◆ **Texte à lire**:
= = = =
RAPHAEL, SAUVE PAR LE GONG

On lui dit quand même qu’on n’attendait pas un album aussi passionnant de sa part. Il sourit.“J’ai fait des trucs dont je suis fier, comme Caravane, d’autres qui me semblent nuls aujourd’hui… Il y a eu des disques sans désirs, sans musique. Mais là, pour la première fois, je fais un album en pensant que ça n’a encore jamais été fait en chanson française.”

Et puis, il y avait ce délit de mine, de belle gueule à claques. Là aussi, ça le fait marrer. “On me trouve hautain, désagréable, je me trouve pourtant charmant. C’est sans doute que j’ai peur.” On connaît pourtant, dans le milieu de la musique, pas mal de gens qui lui planteraient volontiers des fourchettes rouillées dans les yeux. “Je me suis fait virer de plusieurs studios. Ça a été à chaque fois une expérience douloureuse, le studio, avec cet atroce devoir de résultat… J’ai usé beaucoup de gens avec mes doutes. J’étais perdu. Mais là, tout s’est fait à la maison, les conditions étaient parfaites pour l’abandon.” Il serait ainsi dommage, au nom d’a priori anciens mais justes, de se passer des délices toxiques de Super-Welter, de sa nonchalance enfumée, de ces chansons étourdissantes, dans leurs formes explosées, que sont Déjà vu ou Peut-être.
= = = =
◆ **Exercice proposé 1**:
Décalez de -140 chaque coordonnée placée entre parenthèses dans la liste ci-dessous, puis réécrivez toutes les lignes de cette liste sans en omettre aucune.

(Enregistrements extraits)
= = = =
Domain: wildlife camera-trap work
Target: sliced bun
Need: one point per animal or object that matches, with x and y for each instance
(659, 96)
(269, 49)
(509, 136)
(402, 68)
= = = =
◆ **Exercice proposé 2**:
Reproduisez intégralement, sans rien changer, le texte sur Raphaël.

◆ **Corrigé de l'exercice 1**:
Domain: wildlife camera-trap work
Target: sliced bun
Need: one point per animal or object that matches, with x and y for each instance
(519, -44)
(129, -91)
(369, -4)
(262, -72)

◆ **Corrigé de l'exercice 2**:
RAPHAEL, SAUVE PAR LE GONG

On lui dit quand même qu’on n’attendait pas un album aussi passionnant de sa part. Il sourit.“J’ai fait des trucs dont je suis fier, comme Caravane, d’autres qui me semblent nuls aujourd’hui… Il y a eu des disques sans désirs, sans musique. Mais là, pour la première fois, je fais un album en pensant que ça n’a encore jamais été fait en chanson française.”

Et puis, il y avait ce délit de mine, de belle gueule à claques. Là aussi, ça le fait marrer. “On me trouve hautain, désagréable, je me trouve pourtant charmant. C’est sans doute que j’ai peur.” On connaît pourtant, dans le milieu de la musique, pas mal de gens qui lui planteraient volontiers des fourchettes rouillées dans les yeux. “Je me suis fait virer de plusieurs studios. Ça a été à chaque fois une expérience douloureuse, le studio, avec cet atroce devoir de résultat… J’ai usé beaucoup de gens avec mes doutes. J’étais perdu. Mais là, tout s’est fait à la maison, les conditions étaient parfaites pour l’abandon.” Il serait ainsi dommage, au nom d’a priori anciens mais justes, de se passer des délices toxiques de Super-Welter, de sa nonchalance enfumée, de ces chansons étourdissantes, dans leurs formes explosées, que sont Déjà vu ou Peut-être.